Work required: Filter the listing below, keeping only the lines with the word "white".

Provided entries:

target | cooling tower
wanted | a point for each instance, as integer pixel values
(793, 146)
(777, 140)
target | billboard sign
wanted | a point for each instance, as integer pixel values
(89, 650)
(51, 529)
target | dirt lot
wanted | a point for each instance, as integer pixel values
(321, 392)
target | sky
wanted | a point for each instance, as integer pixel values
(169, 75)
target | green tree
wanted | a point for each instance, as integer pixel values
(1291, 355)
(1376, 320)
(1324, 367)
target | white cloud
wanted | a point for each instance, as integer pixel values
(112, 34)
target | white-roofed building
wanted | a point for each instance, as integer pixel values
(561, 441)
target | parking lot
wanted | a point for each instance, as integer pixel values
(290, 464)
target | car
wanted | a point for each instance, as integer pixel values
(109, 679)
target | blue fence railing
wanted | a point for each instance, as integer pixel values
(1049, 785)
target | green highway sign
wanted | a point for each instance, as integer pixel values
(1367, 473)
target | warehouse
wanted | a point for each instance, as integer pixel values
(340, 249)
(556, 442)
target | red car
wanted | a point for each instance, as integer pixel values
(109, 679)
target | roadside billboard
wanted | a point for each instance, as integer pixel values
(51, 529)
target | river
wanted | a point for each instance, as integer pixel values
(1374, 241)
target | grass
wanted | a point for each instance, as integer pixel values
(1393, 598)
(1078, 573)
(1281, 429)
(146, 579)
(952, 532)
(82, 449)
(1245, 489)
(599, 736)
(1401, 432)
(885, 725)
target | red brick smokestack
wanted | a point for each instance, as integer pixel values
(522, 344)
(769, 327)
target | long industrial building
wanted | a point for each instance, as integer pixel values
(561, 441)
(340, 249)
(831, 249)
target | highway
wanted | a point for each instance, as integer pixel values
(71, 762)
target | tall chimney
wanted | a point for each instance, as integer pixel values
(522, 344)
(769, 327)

Exercise output:
target | white cloud
target | white-roofed building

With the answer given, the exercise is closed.